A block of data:
------------------------------------

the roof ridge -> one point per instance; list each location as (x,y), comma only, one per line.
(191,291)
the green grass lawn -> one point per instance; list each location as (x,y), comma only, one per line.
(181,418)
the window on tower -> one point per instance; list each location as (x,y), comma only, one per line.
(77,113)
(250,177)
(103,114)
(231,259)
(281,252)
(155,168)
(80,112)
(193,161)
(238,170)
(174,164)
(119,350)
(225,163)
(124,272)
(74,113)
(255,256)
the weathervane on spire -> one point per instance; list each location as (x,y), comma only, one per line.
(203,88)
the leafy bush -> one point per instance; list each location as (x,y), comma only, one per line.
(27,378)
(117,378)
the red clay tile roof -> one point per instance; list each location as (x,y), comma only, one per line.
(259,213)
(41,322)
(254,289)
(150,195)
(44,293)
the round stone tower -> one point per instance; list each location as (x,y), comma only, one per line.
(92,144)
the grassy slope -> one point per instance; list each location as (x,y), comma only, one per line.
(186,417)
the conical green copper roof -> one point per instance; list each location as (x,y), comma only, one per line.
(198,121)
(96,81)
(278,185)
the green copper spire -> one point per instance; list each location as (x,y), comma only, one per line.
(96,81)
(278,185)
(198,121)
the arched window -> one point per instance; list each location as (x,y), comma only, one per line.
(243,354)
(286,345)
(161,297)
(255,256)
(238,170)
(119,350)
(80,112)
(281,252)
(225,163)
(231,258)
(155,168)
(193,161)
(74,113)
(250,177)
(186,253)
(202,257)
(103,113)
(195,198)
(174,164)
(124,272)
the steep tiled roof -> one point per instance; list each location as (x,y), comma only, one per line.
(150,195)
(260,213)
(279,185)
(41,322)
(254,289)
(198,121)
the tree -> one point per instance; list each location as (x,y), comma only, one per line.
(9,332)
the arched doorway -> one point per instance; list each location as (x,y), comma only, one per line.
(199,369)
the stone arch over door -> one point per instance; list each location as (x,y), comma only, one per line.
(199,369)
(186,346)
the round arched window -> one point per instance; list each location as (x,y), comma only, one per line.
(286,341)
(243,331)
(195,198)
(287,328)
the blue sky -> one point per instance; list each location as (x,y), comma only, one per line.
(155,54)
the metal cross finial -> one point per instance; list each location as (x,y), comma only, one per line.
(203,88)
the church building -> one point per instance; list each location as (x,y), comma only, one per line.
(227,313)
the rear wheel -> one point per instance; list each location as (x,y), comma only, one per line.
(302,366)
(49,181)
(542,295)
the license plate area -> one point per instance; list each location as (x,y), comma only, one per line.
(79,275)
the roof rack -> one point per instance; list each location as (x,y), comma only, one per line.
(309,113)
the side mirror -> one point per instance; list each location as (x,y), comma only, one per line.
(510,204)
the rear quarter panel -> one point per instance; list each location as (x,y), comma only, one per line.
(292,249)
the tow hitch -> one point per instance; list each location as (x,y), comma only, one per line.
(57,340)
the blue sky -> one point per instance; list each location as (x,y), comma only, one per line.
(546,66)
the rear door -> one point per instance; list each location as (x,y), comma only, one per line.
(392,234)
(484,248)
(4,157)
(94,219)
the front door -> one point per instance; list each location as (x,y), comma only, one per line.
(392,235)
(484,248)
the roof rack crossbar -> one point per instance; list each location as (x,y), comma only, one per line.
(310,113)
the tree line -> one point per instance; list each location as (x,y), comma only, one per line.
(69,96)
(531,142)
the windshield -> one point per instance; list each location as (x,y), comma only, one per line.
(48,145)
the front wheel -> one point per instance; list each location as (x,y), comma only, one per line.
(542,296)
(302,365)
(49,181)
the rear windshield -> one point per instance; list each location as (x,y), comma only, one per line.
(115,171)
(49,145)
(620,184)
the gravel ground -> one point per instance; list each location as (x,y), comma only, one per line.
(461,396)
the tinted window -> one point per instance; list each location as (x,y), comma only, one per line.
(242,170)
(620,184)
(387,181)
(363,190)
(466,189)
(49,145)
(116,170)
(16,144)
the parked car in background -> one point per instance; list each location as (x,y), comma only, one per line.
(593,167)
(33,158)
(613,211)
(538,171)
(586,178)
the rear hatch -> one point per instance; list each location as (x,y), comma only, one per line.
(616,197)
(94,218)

------------------------------------

What needs to be done: Convert the lines above into a Markdown table with the columns "Row" and "Line", numbering each line in order and skipping any blank ones.

Output of the task:
| Row | Line |
|---|---|
| 1 | the roof ridge -> one point per instance; list each location as (x,y), comma only, one per line. |
| 2 | (191,291) |
| 3 | the green grass lawn -> one point per instance; list each location as (x,y), comma only, one per line. |
| 4 | (181,418) |
| 5 | the window on tower -> one point per instance; list each location as (x,y), comma only, one per line. |
| 6 | (77,113) |
| 7 | (250,177) |
| 8 | (103,114) |
| 9 | (231,259) |
| 10 | (281,252) |
| 11 | (155,168) |
| 12 | (80,112) |
| 13 | (193,161) |
| 14 | (238,170) |
| 15 | (174,164) |
| 16 | (119,350) |
| 17 | (225,163) |
| 18 | (124,272) |
| 19 | (74,113) |
| 20 | (255,256) |
| 21 | the weathervane on spire -> one point per instance; list each location as (x,y), comma only, one per line. |
| 22 | (203,88) |
| 23 | the leafy bush -> one point per instance; list each location as (x,y), comma only, one per line. |
| 24 | (27,378) |
| 25 | (117,378) |
| 26 | the red clay tile roof -> one point per instance; list each location as (x,y), comma only, one per line. |
| 27 | (259,213) |
| 28 | (41,322) |
| 29 | (254,289) |
| 30 | (150,195) |
| 31 | (44,293) |
| 32 | the round stone tower -> one point per instance; list each location as (x,y), comma only, one per line. |
| 33 | (92,144) |
| 34 | the grassy slope -> one point per instance; list each location as (x,y), comma only, one per line. |
| 35 | (186,417) |
| 36 | the conical green copper roof -> one point per instance; list each location as (x,y), comma only, one per line. |
| 37 | (198,121) |
| 38 | (96,81) |
| 39 | (278,185) |
| 40 | the green copper spire -> one point per instance; list each location as (x,y), comma only, one per line. |
| 41 | (96,81) |
| 42 | (278,185) |
| 43 | (198,121) |
| 44 | the arched window -> one point per instance; list each location as (x,y), comma only, one per line. |
| 45 | (243,354) |
| 46 | (286,345) |
| 47 | (161,297) |
| 48 | (255,256) |
| 49 | (238,170) |
| 50 | (119,350) |
| 51 | (80,112) |
| 52 | (281,252) |
| 53 | (225,163) |
| 54 | (231,258) |
| 55 | (155,168) |
| 56 | (193,161) |
| 57 | (74,113) |
| 58 | (250,177) |
| 59 | (186,253) |
| 60 | (202,257) |
| 61 | (103,113) |
| 62 | (195,198) |
| 63 | (174,164) |
| 64 | (124,272) |
| 65 | the steep tiled roof -> one point per instance; list each location as (x,y), comma only, one per line. |
| 66 | (150,195) |
| 67 | (260,213) |
| 68 | (279,185) |
| 69 | (41,322) |
| 70 | (254,289) |
| 71 | (198,121) |
| 72 | the tree -> one point per instance; list each location as (x,y), comma only, one per line. |
| 73 | (9,332) |
| 74 | the arched doorway -> one point per instance; list each location as (x,y), comma only, one per line. |
| 75 | (199,369) |
| 76 | the stone arch over door -> one point per instance; list each location as (x,y), comma only, one per line. |
| 77 | (199,369) |
| 78 | (186,346) |
| 79 | the round arched window -> one point per instance; list each location as (x,y), comma only, one per line. |
| 80 | (286,341) |
| 81 | (243,331) |
| 82 | (195,198) |
| 83 | (287,328) |
| 84 | the blue sky -> one point per instance; list each location as (x,y), comma only, one per line. |
| 85 | (155,54) |
| 86 | the metal cross finial -> one point per instance; list each location as (x,y), comma only, one per line. |
| 87 | (203,88) |
| 88 | the church building -> one point per instance; list each location as (x,y), comma only, one per line. |
| 89 | (227,313) |
| 90 | the rear wheel -> one point per instance; list each location as (x,y), comma only, one per line. |
| 91 | (302,366) |
| 92 | (49,181) |
| 93 | (542,295) |
| 94 | the license plate area -> one point per instance; list each location as (x,y), comma only, one per line. |
| 95 | (79,275) |
| 96 | the roof rack -> one point per instance; list each location as (x,y), comma only, one per line. |
| 97 | (309,113) |
| 98 | the side mirror -> one point per instance; list each location as (x,y), comma only, one per line. |
| 99 | (510,204) |
| 100 | the rear quarter panel -> one point per instance; list each location as (x,y), comma only, one per line. |
| 101 | (292,249) |
| 102 | the tow hitch -> one point per instance; list each location as (x,y), comma only, one per line. |
| 103 | (57,340) |
| 104 | the blue sky -> one point per instance; list each location as (x,y), comma only, one per line. |
| 105 | (546,66) |
| 106 | the rear door -> one point per instance; list each location as (x,y), comma only, one per line. |
| 107 | (392,234) |
| 108 | (484,248) |
| 109 | (4,157) |
| 110 | (94,219) |
| 111 | the front door -> one point per instance; list each location as (x,y), comma only, one per line. |
| 112 | (392,235) |
| 113 | (484,248) |
| 114 | the roof rack crossbar -> one point per instance; list each location as (x,y), comma only, one per line. |
| 115 | (310,113) |
| 116 | the tree line -> one point per instance; list each location as (x,y), comma only, one per line. |
| 117 | (69,96) |
| 118 | (531,142) |
| 119 | the windshield -> one point per instance; list each location as (x,y), comma only, one per line. |
| 120 | (48,145) |
| 121 | the front wheel -> one point per instance; list each location as (x,y), comma only, one per line. |
| 122 | (542,296) |
| 123 | (302,365) |
| 124 | (49,181) |
| 125 | the rear windshield -> one point per instance; list each location as (x,y), comma only, one per line. |
| 126 | (115,171) |
| 127 | (49,145) |
| 128 | (620,184) |
| 129 | the gravel ground -> one point per instance; list each location as (x,y), comma only, one per line. |
| 130 | (461,396) |
| 131 | the tinted window -> one point per instance; list each location as (x,y), comma only, one per line. |
| 132 | (242,170) |
| 133 | (620,184) |
| 134 | (387,181) |
| 135 | (363,190) |
| 136 | (466,189) |
| 137 | (49,145) |
| 138 | (116,170) |
| 139 | (16,144) |
| 140 | the parked car in background -> one point per instance; list each location as (x,y), comma only, one per line. |
| 141 | (593,167) |
| 142 | (33,158) |
| 143 | (613,211) |
| 144 | (538,171) |
| 145 | (586,178) |
| 146 | the rear hatch -> one point per instance; list each location as (x,y), comma only, one per line. |
| 147 | (616,197) |
| 148 | (94,218) |